:: Entries provided ::

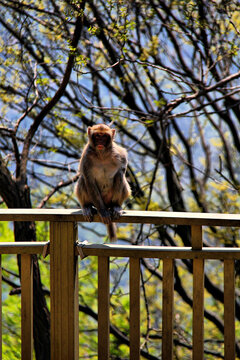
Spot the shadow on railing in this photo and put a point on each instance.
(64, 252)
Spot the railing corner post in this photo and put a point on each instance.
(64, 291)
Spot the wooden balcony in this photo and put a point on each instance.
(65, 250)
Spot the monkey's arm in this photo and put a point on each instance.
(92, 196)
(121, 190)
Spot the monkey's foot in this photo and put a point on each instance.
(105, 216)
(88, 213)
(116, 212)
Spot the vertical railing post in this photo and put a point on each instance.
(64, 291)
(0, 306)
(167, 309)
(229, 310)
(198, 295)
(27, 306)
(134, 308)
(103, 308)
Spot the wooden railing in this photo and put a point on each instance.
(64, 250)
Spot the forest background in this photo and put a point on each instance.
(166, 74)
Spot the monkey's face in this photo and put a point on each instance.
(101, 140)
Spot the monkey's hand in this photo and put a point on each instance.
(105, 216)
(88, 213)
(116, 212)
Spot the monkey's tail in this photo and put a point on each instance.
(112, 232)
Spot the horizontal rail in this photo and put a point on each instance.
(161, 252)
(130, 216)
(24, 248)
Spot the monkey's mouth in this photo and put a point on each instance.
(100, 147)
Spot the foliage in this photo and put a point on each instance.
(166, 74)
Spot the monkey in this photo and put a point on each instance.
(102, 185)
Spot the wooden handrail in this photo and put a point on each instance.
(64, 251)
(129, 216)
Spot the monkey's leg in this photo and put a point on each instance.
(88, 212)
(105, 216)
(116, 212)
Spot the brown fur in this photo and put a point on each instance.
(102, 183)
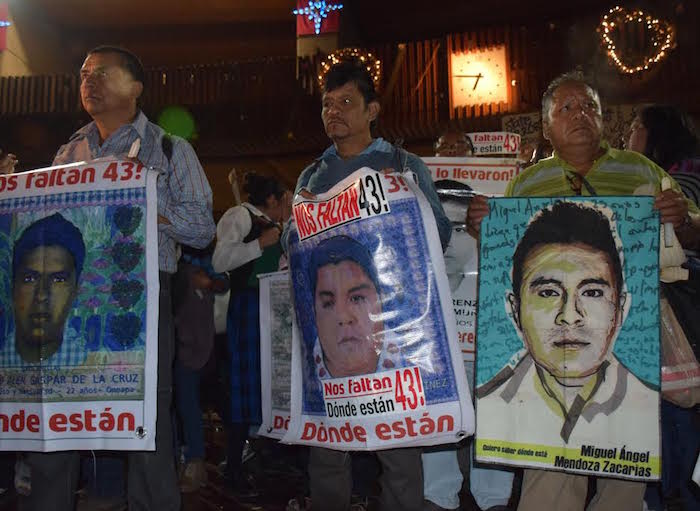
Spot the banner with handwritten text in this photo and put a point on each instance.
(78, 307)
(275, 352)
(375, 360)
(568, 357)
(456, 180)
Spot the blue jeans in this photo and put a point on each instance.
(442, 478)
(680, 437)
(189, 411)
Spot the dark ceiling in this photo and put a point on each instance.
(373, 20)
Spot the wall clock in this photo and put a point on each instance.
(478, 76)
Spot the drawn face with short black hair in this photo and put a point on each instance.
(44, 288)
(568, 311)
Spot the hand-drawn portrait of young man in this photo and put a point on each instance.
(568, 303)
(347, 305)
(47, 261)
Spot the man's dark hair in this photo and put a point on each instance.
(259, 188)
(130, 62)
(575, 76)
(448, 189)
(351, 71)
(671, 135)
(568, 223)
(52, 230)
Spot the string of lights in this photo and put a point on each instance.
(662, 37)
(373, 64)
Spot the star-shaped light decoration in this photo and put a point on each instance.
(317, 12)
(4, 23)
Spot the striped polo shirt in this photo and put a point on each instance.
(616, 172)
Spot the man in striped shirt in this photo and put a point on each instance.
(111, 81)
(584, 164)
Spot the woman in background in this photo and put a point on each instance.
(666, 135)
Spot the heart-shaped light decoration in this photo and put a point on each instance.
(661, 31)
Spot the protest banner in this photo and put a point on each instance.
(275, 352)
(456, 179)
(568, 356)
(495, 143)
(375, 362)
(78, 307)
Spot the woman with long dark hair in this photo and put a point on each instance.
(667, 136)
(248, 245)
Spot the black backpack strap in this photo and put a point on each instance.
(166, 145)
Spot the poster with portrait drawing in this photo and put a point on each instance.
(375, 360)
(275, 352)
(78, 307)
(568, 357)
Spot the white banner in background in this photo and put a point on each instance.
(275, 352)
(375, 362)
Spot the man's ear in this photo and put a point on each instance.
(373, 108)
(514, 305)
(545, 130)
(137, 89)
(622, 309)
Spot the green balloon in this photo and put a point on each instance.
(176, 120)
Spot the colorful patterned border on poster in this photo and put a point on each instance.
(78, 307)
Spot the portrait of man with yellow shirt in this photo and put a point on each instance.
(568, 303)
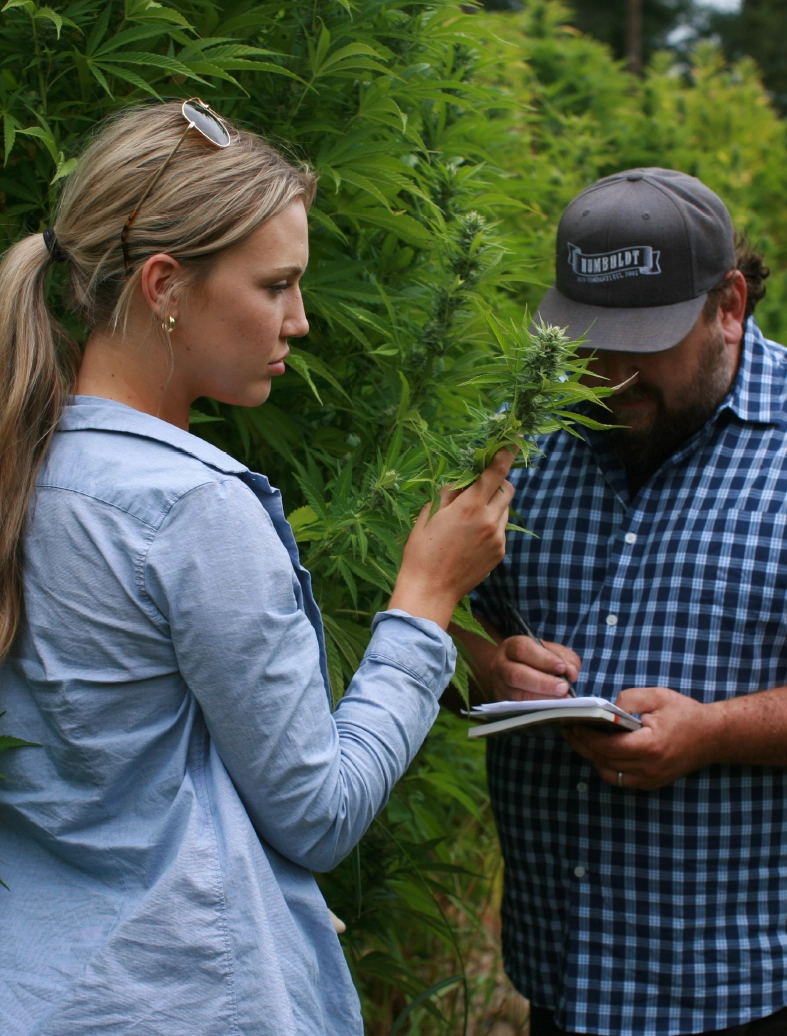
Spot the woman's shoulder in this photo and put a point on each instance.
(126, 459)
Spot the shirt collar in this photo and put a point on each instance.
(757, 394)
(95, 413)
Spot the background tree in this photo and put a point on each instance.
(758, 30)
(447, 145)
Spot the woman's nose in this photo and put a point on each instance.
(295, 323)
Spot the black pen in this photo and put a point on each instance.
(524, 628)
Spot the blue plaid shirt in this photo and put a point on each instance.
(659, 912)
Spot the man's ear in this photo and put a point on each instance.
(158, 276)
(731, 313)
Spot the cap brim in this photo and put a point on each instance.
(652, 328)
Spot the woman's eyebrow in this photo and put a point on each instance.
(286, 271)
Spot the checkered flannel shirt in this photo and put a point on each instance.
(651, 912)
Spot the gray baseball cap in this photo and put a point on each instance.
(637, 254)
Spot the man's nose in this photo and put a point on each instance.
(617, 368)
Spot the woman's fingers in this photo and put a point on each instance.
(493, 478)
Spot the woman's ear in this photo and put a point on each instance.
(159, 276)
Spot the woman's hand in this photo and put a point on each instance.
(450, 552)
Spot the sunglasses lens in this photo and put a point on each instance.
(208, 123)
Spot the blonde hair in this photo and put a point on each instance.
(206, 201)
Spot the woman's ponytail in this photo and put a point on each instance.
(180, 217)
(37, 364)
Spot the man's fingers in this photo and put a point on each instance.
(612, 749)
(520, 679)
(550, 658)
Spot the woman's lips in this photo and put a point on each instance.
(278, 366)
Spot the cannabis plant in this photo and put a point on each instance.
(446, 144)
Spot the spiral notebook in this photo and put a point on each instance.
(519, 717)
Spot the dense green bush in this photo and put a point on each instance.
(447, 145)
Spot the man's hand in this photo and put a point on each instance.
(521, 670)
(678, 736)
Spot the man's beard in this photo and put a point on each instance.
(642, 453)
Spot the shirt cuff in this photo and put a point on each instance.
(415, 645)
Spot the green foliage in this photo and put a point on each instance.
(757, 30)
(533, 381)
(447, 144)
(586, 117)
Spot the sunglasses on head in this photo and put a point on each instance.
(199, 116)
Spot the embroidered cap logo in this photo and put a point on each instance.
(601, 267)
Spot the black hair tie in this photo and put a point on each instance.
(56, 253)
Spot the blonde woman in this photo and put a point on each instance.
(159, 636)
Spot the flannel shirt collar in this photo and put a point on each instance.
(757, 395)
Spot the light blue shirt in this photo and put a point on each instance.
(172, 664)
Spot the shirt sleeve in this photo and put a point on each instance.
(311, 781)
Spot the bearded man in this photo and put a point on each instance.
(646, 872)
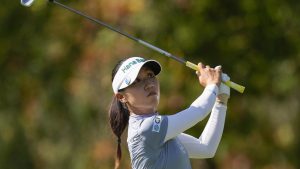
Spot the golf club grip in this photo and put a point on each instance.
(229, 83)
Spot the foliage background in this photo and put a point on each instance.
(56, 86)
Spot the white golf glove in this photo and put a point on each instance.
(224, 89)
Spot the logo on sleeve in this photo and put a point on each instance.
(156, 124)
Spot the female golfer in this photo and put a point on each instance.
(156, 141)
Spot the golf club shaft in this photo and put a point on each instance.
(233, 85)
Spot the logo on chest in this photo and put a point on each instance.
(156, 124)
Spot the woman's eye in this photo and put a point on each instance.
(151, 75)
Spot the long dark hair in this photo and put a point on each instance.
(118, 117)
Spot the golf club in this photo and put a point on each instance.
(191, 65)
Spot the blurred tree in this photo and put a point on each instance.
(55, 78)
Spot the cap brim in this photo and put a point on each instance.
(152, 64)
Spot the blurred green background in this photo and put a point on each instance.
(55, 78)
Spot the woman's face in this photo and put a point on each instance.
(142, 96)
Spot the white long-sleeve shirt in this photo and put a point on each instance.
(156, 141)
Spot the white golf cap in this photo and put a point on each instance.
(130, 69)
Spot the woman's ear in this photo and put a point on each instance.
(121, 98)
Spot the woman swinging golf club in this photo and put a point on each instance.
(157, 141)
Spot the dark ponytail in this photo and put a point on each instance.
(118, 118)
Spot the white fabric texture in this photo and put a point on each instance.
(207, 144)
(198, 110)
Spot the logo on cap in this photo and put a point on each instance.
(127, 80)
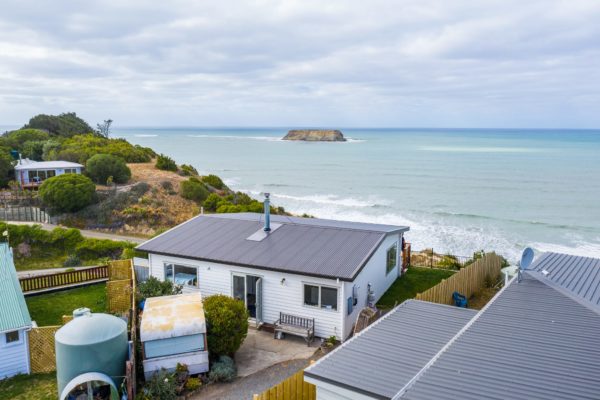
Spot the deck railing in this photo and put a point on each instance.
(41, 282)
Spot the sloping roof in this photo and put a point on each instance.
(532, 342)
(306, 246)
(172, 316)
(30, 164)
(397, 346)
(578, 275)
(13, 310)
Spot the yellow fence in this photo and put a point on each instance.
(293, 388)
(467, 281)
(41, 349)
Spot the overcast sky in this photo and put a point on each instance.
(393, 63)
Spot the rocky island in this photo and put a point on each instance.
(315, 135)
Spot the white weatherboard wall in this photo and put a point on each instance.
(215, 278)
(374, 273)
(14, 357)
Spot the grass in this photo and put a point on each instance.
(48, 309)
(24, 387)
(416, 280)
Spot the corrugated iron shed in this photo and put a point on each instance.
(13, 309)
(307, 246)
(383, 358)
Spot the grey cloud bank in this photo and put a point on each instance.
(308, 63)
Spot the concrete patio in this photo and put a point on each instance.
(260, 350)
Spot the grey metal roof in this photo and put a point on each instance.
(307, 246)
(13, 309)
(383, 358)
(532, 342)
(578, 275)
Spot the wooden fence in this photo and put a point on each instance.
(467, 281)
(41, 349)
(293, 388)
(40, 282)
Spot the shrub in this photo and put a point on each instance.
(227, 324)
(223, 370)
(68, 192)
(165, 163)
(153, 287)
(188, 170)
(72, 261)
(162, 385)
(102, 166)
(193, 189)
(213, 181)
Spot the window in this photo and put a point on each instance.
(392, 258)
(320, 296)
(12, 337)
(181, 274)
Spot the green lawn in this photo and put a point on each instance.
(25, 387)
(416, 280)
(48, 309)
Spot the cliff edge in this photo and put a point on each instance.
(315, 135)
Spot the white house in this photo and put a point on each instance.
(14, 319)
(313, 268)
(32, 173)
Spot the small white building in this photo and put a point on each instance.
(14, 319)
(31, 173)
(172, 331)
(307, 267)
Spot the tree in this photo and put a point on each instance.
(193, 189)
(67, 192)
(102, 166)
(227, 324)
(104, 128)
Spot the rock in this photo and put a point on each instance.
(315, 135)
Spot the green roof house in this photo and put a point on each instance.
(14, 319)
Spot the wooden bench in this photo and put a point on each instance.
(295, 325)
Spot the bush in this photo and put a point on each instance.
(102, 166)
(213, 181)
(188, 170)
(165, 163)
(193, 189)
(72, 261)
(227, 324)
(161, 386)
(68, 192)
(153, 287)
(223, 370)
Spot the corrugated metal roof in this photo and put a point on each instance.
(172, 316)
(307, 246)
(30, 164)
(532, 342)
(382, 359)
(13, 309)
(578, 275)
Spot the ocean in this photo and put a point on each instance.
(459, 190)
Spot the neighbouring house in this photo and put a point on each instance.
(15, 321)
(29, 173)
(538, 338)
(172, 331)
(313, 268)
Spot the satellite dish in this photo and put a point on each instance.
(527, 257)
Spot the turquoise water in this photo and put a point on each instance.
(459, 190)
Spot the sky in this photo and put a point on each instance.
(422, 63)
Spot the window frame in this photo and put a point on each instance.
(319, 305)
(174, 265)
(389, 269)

:::

** What you are asked to do **
Take the line that contains "Spot the window frame" and each line after it down to the last of the records, and retype them exactly; add nothing else.

** Exercise result **
Spot the window frame in this photo and put a point on each instance.
(319, 305)
(174, 265)
(389, 269)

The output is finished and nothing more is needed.